Jeff King April 4, 2019, 1:54 a.m. UTC | #1
On Wed, Apr 03, 2019 at 09:41:09PM -0400, Jeff King wrote:

> A few items to note:
> 
>   - the cache-list tweak does improve the bad case for llvm-project.git
>     that started my digging into this problem. But it performs terribly
>     on linux.git, barely helping at all.

Oops, that should be cache-last of course.  Just for completeness,
here's the patch for that (which I also showed earlier in the thread):

  diff --git a/revision.c b/revision.c
  index eb8e51bc63..492c4247c4 100644
  --- a/revision.c
  +++ b/revision.c
  @@ -921,7 +921,7 @@ static void commit_list_insert_by_date_cached(struct commit *p, struct commit_li
   	else
   		new_entry = commit_list_insert_by_date(p, head);
   
  -	if (cache && (!*cache || p->date < (*cache)->item->date))
  +	if (cache)
   		*cache = new_entry;
   }

>   - prio-queue just barely outperforms sort-after. As I said, I'm not
>     really sure why this is the case, but it is. You can see it even
>     more prominently in this real-world case on llvm-project.git:
> 
>       git rev-list --parents 07ef786652e7 -- llvm/test/CodeGen/Generic/bswap.ll
> 
>     where prio-queue routinely outperforms sort-after by about 7%. One
>     guess is that the prio-queue may just be more efficient because it
>     uses a compact array.

And much more interesting, here's the patch for sort-after. It's
possible I simply screwed something up, and that's why prio-queue is
faster.

Two things to note:

  - it sorts the new list, and then merges it in O(n) into the existing
    list. This should have identical behavior to the existing
    insert_by_date if the existing list is not sorted in the same way.
    I'm not sure if that's possible or not (e.g., due to topo order or
    similar). If it's not, then it might be slightly faster to just
    insert into the final list in the first place, and then sort the
    whole thing as one unit.

  - curiously, this seems to racily fail t6001. That script creates some
    new commits without using test_tick, so it may end up with several
    commits with the same timestamp. When this happens, it fails because
    two of the commits get reordered in the log output.

    That points to the sort not being stable. But generally mergesort
    _is_ stable (and I'm relying on the existing sort here). And I think
    my merge operation is stable, too. If anything, I'd have thought I'd
    screw something up with the prio-queue merge, but that one does
    behave reliably (heap queues are not inherently stable, but our
    prio_queue uses a counter to address that).

    So I dunno. Again, it's possible I simply screwed something up.

---
diff --git a/revision.c b/revision.c
index eb8e51bc63..a8cbe80636 100644
--- a/revision.c
+++ b/revision.c
@@ -911,26 +911,11 @@ static void try_to_simplify_commit(struct rev_info *revs, struct commit *commit)

REQUIRED TASKS
• 1. Answer these questions about the git patch post:
(a) In which repository does prio-queue routinely outperform sort-after by about 7%?
(b) Which test script does the sort-after patch sometimes fail?
(c) What does git's prio_queue use to address the fact that heap queues are not inherently stable?
• 2. Write what comes next in the git patch post, starting after its last line.
The rows have no connection to the git patch post above.

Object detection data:
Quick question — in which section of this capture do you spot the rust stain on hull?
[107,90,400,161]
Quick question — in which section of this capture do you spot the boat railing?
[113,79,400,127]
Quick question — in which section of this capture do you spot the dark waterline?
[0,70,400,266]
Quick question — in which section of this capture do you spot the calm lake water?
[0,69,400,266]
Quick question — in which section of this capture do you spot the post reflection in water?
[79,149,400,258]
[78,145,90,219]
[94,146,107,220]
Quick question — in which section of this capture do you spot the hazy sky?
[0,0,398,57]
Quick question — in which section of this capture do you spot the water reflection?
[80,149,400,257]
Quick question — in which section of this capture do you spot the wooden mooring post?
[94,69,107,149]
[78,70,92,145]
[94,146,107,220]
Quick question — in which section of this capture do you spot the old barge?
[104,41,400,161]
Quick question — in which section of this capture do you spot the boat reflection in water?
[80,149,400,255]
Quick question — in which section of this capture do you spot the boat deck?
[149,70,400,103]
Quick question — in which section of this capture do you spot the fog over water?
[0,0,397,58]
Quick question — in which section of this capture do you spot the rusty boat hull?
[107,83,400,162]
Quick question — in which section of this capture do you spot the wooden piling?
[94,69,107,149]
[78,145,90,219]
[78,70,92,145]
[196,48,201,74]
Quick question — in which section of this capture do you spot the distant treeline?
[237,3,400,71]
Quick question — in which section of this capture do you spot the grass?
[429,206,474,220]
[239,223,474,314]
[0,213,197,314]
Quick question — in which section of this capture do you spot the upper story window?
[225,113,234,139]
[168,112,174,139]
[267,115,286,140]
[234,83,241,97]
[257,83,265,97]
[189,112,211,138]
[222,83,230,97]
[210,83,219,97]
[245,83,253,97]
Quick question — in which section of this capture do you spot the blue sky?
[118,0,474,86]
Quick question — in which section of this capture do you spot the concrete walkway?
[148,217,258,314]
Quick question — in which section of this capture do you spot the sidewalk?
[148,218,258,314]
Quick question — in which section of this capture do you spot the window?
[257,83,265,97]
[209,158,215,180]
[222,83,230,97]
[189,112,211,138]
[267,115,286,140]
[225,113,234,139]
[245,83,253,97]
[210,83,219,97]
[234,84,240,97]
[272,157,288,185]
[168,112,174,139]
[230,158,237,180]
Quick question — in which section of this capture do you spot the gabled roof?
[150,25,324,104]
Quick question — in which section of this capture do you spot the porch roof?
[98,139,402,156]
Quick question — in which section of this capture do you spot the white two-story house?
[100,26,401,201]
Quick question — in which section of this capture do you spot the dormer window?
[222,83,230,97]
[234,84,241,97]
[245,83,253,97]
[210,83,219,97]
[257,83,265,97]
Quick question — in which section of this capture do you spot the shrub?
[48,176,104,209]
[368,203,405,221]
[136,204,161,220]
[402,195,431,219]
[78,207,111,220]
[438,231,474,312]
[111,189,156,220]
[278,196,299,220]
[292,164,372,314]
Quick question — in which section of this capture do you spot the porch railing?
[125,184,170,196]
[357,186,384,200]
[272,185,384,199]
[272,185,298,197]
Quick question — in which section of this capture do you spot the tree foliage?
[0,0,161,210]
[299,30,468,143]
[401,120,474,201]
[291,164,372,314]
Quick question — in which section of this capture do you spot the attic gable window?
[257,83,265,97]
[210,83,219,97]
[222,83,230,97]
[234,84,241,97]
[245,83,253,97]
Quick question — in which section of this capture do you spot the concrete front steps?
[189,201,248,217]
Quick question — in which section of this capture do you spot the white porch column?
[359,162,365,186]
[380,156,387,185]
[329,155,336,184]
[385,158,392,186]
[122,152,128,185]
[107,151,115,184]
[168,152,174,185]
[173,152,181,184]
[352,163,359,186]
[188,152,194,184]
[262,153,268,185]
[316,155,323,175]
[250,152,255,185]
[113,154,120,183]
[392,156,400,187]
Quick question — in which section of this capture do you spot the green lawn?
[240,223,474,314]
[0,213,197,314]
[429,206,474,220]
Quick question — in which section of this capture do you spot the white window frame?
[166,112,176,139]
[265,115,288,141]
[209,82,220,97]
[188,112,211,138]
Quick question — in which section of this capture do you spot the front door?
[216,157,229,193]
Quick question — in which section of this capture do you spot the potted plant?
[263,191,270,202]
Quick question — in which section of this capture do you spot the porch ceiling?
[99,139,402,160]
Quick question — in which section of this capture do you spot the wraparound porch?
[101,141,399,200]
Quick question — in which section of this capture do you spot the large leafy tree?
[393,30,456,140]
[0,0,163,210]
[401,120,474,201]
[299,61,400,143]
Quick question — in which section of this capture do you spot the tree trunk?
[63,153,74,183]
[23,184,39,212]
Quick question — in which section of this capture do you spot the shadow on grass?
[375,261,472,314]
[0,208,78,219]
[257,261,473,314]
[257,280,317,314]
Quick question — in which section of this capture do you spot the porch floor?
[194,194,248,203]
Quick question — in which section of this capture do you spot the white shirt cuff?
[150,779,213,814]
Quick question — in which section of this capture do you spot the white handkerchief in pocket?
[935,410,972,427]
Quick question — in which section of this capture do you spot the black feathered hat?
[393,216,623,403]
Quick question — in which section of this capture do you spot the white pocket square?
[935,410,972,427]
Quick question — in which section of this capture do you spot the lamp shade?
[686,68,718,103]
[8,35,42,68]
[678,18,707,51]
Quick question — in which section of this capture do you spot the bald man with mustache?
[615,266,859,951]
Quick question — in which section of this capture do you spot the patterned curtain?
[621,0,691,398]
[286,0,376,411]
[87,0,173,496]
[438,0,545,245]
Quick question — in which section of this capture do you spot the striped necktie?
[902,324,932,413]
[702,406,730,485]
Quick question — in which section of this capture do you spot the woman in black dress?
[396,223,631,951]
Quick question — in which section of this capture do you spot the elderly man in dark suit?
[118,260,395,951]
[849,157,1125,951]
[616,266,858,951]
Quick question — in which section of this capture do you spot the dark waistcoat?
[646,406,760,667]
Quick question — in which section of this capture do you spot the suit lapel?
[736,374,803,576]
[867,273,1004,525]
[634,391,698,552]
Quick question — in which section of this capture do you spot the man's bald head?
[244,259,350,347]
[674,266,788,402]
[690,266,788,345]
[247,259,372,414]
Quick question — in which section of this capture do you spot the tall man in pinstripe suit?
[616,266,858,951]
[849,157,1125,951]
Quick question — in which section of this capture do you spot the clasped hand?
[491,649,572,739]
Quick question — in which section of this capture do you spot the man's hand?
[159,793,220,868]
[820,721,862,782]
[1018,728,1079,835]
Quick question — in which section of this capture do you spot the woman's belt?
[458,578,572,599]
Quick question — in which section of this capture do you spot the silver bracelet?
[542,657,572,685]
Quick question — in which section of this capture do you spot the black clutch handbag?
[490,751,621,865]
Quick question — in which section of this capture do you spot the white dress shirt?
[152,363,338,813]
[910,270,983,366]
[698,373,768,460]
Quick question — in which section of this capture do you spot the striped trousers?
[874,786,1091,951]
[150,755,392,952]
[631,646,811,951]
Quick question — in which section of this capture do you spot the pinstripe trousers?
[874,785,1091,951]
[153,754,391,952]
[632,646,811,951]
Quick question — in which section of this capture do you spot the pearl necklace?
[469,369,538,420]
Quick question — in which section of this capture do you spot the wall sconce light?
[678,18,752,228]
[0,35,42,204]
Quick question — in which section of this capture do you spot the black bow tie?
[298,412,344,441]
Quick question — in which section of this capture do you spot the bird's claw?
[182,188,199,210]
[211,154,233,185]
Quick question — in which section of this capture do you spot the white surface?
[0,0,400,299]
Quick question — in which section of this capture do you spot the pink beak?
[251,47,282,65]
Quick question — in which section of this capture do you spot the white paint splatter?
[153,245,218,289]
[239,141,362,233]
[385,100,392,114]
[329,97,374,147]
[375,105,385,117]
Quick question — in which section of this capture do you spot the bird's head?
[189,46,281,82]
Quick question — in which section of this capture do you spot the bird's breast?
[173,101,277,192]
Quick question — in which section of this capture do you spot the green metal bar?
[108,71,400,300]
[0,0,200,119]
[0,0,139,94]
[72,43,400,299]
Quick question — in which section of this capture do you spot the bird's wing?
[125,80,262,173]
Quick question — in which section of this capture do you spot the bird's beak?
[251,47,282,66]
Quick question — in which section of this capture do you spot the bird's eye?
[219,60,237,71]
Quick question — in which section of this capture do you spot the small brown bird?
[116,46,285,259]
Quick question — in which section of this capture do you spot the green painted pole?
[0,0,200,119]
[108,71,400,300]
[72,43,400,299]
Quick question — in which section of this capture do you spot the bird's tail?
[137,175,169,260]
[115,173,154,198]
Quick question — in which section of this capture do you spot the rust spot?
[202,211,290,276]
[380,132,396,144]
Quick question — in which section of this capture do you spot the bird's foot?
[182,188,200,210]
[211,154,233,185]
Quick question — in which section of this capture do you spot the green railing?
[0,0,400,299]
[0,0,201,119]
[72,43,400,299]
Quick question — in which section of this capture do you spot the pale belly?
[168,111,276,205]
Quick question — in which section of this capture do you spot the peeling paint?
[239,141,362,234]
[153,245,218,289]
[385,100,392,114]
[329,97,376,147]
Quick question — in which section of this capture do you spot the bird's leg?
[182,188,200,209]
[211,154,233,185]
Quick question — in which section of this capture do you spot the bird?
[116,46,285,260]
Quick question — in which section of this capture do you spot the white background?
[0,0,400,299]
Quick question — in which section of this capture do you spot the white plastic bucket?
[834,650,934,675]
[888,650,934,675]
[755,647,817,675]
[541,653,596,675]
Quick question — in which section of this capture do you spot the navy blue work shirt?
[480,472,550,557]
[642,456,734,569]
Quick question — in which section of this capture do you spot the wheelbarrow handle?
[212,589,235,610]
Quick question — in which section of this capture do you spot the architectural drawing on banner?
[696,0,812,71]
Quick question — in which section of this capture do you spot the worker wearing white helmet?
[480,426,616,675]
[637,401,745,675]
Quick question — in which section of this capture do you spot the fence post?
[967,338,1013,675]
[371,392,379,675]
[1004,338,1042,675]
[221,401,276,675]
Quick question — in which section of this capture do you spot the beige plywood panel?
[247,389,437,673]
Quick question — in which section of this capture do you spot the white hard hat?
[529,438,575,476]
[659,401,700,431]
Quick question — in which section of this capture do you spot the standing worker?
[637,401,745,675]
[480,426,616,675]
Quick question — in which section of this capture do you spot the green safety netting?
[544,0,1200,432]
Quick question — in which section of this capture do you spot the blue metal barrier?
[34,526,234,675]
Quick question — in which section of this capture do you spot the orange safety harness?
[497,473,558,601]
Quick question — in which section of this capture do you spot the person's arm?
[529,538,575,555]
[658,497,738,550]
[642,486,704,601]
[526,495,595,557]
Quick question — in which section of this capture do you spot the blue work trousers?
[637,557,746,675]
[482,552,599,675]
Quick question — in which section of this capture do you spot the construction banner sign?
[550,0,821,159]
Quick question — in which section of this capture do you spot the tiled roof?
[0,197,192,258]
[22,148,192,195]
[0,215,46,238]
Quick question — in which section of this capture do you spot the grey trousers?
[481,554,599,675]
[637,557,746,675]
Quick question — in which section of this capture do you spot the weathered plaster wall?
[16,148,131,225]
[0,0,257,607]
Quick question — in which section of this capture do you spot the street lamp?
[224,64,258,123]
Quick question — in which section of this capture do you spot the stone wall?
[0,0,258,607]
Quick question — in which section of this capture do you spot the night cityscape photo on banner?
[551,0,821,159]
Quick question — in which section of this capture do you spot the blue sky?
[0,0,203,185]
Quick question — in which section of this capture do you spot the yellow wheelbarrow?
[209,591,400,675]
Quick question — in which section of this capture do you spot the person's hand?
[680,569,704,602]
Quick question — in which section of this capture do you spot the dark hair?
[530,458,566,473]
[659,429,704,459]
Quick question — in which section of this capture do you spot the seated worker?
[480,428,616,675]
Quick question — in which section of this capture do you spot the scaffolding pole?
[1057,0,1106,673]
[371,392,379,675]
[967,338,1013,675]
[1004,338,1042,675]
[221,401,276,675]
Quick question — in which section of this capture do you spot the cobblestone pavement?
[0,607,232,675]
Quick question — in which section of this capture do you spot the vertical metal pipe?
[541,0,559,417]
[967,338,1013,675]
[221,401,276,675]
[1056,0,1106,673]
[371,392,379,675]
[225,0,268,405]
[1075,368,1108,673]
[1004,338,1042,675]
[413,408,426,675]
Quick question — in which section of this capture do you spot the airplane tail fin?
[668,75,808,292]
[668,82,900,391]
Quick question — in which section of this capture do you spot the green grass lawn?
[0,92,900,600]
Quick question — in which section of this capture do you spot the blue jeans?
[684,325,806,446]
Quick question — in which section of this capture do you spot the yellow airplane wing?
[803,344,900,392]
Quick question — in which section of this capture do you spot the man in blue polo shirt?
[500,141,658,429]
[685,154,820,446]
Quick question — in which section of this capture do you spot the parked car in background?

RESULTS FOR THE EXERCISE
• 1.
(a) llvm-project.git
(b) t6001
(c) A counter

• 2.
 		commit->object.flags |= TREESAME;
 }
 
-static void commit_list_insert_by_date_cached(struct commit *p, struct commit_list **head,
-		    struct commit_list *cached_base, struct commit_list **cache)
-{
-	struct commit_list *new_entry;
-
-	if (cached_base && p->date < cached_base->item->date)
-		new_entry = commit_list_insert_by_date(p, &cached_base->next);
-	else
-		new_entry = commit_list_insert_by_date(p, head);
-
-	if (cache && (!*cache || p->date < (*cache)->item->date))
-		*cache = new_entry;
-}
-
 static int process_parents(struct rev_info *revs, struct commit *commit,
-			   struct commit_list **list, struct commit_list **cache_ptr)
+			   struct commit_list **list, int insert_by_date)
 {
 	struct commit_list *parent = commit->parents;
 	unsigned left_flag;
-	struct commit_list *cached_base = cache_ptr ? *cache_ptr : NULL;
 
 	if (commit->object.flags & ADDED)
 		return 0;
@@ -965,8 +950,13 @@ static int process_parents(struct rev_info *revs, struct commit *commit,
 			if (p->object.flags & SEEN)
 				continue;
 			p->object.flags |= SEEN;
-			if (list)
-				commit_list_insert_by_date_cached(p, list, cached_base, cache_ptr);
+			if (list) {
+				if (insert_by_date)
+					commit_list_insert_by_date(p, list);
+				else
+					commit_list_insert(p, list);
+			}
+
 		}
 		return 0;
 	}
@@ -1005,8 +995,12 @@ static int process_parents(struct rev_info *revs, struct commit *commit,
 		p->object.flags |= left_flag;
 		if (!(p->object.flags & SEEN)) {
 			p->object.flags |= SEEN;
-			if (list)
-				commit_list_insert_by_date_cached(p, list, cached_base, cache_ptr);
+			if (list) {
+				if (insert_by_date)
+					commit_list_insert_by_date(p, list);
+				else
+					commit_list_insert(p, list);
+			}
 		}
 		if (revs->first_parent_only)
 			break;
@@ -1250,7 +1244,7 @@ static int limit_list(struct rev_info *revs)
 
 		if (revs->max_age != -1 && (commit->date < revs->max_age))
 			obj->flags |= UNINTERESTING;
-		if (process_parents(revs, commit, &list, NULL) < 0)
+		if (process_parents(revs, commit, &list, 1) < 0)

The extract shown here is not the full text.